La sollicitude de Mélanchthon embrassait aussi l’ensemble de la vie et des travaux des étudiants de l’Université : il cherchait, par tous les moyens, à faire pénétrer en eux cet esprit nouveau dont il était animé. Il sentait que le meilleur moyen d’assurer l’avenir à ses idées réformatrices était de les semer dans le cœur de ceux qui portaient en eux-mêmes cet avenir. Toutes ses instructions à ce sujet portent l’empreinte de cette préoccupation. Mais ce n’était pas sans peine qu’il parvenait à imposer sa volonté. Des oppositions, des embarras journaliers et de toute nature lui venaient de la part des étudiants, des professeurs, ses collègues, ou des magistrats, et entre tant de personnes dont l’approbation était nécessaire, il était difficile d’obtenir un accord complet.

◆ CONSIGNE ◆
Prolongez le texte sur Mélanchthon et les étudiants de l'Université en reprenant juste après sa dernière phrase.

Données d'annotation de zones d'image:
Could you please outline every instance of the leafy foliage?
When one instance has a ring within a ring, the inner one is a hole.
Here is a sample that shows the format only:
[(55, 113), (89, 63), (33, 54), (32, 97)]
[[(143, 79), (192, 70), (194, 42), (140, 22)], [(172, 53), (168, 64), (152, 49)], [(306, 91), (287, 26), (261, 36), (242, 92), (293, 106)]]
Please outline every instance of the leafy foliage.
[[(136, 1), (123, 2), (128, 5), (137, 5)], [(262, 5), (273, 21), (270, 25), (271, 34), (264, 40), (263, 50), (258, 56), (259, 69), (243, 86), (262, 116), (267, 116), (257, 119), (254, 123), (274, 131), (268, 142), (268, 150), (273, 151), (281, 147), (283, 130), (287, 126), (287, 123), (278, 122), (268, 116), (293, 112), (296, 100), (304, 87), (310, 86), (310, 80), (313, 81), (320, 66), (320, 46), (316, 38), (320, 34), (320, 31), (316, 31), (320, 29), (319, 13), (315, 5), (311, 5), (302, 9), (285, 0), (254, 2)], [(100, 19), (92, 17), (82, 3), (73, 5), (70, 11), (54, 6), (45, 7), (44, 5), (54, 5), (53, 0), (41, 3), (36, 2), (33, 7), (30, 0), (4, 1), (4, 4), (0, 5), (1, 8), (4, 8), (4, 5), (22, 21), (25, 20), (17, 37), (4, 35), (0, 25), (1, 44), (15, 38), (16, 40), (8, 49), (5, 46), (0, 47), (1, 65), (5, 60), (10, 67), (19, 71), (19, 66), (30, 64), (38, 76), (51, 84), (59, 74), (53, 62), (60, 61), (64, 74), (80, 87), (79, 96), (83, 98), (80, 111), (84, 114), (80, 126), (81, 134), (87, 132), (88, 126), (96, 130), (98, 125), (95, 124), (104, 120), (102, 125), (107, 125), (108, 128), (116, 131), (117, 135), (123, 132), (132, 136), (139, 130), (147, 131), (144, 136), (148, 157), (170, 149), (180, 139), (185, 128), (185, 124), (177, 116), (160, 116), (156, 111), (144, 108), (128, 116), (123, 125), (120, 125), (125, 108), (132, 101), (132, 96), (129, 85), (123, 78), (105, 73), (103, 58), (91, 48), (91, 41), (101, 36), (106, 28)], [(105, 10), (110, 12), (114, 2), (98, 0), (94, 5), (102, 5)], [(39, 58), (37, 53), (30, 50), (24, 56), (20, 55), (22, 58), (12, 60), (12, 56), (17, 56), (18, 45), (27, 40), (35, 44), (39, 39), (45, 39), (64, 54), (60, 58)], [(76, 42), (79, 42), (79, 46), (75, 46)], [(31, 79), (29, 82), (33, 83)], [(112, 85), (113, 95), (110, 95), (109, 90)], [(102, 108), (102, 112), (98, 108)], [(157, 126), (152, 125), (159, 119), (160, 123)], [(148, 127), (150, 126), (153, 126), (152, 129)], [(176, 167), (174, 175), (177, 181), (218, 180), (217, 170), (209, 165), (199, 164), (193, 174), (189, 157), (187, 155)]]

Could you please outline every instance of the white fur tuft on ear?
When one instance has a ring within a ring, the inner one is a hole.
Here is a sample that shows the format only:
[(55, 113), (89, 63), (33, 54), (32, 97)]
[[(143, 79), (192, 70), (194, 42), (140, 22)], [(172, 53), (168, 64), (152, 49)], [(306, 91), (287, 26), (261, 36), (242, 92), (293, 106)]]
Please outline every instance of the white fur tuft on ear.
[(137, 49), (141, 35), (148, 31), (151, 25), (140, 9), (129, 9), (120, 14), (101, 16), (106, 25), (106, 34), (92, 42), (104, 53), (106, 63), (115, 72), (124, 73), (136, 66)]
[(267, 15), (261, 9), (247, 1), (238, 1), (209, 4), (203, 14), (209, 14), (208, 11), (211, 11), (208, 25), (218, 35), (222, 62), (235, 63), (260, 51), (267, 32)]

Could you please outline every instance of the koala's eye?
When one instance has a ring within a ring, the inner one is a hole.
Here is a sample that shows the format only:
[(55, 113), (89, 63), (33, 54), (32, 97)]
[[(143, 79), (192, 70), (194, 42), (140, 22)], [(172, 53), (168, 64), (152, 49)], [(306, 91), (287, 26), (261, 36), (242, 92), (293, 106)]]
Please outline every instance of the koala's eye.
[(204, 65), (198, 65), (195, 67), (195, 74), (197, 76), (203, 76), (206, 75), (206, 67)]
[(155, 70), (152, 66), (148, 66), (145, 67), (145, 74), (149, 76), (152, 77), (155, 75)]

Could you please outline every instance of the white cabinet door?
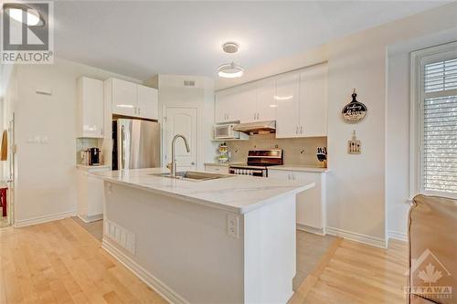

◆ RÉSULTAT DE L'EXERCICE ◆
Livrés entièrement aux ressources de leur esprit et à leur conscience, les étudiants embrassaient certaines carrières sans discernement, sans prédisposition et parce qu’il en fallait une. Et là, ils erraient à l’aventure, selon le vent du jour et l’intérêt du moment, sans règle, sans but, sans expérience ; de là, des découragements nombreux, et par suite un abaissement général des caractères et du niveau scientifique et moral. Mélanchthon aurait voulu que les étudiants fussent entourés de plus de soins et de sympathie, qu’on veillât de plus près à leur développement intellectuel et religieux, que chaque professeur, en particulier, en prît un certain nombre sous son patronage pour les orienter dans leurs études, les guider dans la vie du secours de leurs lumières, de leur expérience, et cela « d’après les pratiques de la charité et de l’humilité de notre Sauveur. » Soit défaut d’intelligence ou jalousie, ceux-ci refusèrent de se charger d’une semblable tâche.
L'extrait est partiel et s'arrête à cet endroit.